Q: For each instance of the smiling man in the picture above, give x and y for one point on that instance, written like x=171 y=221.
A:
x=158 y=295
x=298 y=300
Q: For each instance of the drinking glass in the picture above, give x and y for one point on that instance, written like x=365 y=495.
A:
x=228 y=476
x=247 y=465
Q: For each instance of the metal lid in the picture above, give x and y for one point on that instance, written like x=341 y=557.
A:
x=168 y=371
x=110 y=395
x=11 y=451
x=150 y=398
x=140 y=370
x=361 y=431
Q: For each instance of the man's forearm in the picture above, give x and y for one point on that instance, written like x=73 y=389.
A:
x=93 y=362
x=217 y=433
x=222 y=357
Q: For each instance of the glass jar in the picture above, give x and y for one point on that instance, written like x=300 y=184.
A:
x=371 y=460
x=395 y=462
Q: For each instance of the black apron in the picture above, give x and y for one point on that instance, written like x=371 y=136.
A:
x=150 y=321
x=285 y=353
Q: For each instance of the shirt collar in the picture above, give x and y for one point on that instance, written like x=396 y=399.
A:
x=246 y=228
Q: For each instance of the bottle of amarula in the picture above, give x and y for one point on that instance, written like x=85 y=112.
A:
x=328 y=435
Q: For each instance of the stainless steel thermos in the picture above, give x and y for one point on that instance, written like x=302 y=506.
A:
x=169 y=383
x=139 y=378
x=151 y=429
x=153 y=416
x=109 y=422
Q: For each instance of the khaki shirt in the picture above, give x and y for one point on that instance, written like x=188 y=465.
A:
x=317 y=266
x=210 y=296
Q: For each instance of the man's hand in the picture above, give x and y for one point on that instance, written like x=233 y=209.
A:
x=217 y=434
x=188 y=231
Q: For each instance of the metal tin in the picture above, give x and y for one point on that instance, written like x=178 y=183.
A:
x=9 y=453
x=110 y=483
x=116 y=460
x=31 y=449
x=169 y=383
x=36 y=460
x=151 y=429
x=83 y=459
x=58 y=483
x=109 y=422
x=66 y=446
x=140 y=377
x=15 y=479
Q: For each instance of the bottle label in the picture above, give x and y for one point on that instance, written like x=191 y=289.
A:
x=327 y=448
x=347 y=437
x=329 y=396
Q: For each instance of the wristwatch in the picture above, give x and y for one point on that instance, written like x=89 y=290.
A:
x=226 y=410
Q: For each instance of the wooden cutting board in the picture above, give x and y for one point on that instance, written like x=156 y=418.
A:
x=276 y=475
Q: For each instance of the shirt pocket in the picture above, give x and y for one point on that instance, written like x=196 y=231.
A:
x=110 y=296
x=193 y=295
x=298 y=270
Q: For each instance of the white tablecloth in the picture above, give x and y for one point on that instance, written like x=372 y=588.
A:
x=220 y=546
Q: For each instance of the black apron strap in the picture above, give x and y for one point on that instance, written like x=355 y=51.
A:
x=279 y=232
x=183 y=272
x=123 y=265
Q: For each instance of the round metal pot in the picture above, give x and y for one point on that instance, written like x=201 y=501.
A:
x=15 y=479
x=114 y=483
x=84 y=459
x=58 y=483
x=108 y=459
- - - - -
How to complete this task:
Every entry shown above should be written out again without a single difference.

Answer to this exercise:
Q: For each instance of the smiling man in the picture above, give x and y for one point on that instance, written like x=171 y=221.
A:
x=158 y=295
x=298 y=300
Q: For each instance of the drinking glass in the picture above, give x and y for one point on that instance, written like x=365 y=495.
A:
x=228 y=476
x=247 y=465
Q: For each instance of the metal lid in the picture above, give x and y for one point on that instance, written like x=341 y=557.
A:
x=168 y=371
x=110 y=395
x=11 y=451
x=150 y=398
x=140 y=370
x=361 y=431
Q: For each instance of the man's forearm in the picture above, give x and y for one point on that instance, written like x=73 y=389.
A:
x=93 y=362
x=217 y=433
x=222 y=357
Q: For each instance of the glass jar in the picture above, give x and y for one point on that instance, written like x=300 y=184.
A:
x=371 y=460
x=395 y=462
Q: For each instance of the black apron in the picture above, give x and y for one point on that instance, written like x=371 y=136.
A:
x=150 y=321
x=285 y=353
Q: For each instance of the shirt collar in the picture above, give x and y for one point on that instance, written like x=396 y=399.
A:
x=246 y=228
Q: For each instance of the bottle of amarula in the picture above, give x and y for one point on that instance, written like x=85 y=112.
A:
x=328 y=435
Q: For each instance of the stainless steel thermos in the picture above, give x and y for one point on that instance, written like x=302 y=506.
A:
x=169 y=383
x=139 y=378
x=151 y=429
x=153 y=416
x=109 y=422
Q: For each instance of the khaki shirt in the picture above, give x and y for one point on that instance, written like x=188 y=465.
A:
x=317 y=266
x=210 y=296
Q: For each instance of the man's hand in the picture above, give x and y for one point on that instance, written like x=233 y=209.
A:
x=217 y=434
x=188 y=231
Q: For each instance of the metal tin in the picture above, give x and y for one point on that instance, written like x=178 y=183.
A:
x=9 y=453
x=110 y=483
x=116 y=460
x=31 y=449
x=169 y=383
x=36 y=460
x=151 y=429
x=83 y=459
x=58 y=483
x=109 y=422
x=66 y=446
x=140 y=377
x=15 y=479
Q: For each instance of the bottle label in the picture above, give x and y for one point on that instance, written like x=191 y=289.
A:
x=327 y=448
x=347 y=437
x=329 y=396
Q: For each instance of the wristwatch in the picture above, give x and y for one point on that instance, written like x=89 y=290.
A:
x=226 y=410
Q: For each instance of the wooden cutting board in the picture above, give x and y for one point on that instance, written like x=156 y=418.
A:
x=276 y=475
Q: For each instance of the shirt pocket in the picture above, give x and y for one point on that instance, written like x=196 y=231.
A:
x=110 y=296
x=193 y=295
x=298 y=270
Q: For each instance of the white tablecloth in the picture above, give x and y for one point on that instance, written like x=372 y=588.
A:
x=220 y=546
Q: For each instance of the black apron strap in the picture above, give x and y for one point on that instance, written like x=355 y=51.
A:
x=279 y=232
x=183 y=272
x=123 y=265
Q: For each instance of the round metal pot in the picture above, give x and y for one point on that instance, written like x=201 y=501.
A:
x=15 y=479
x=114 y=483
x=84 y=459
x=58 y=483
x=108 y=459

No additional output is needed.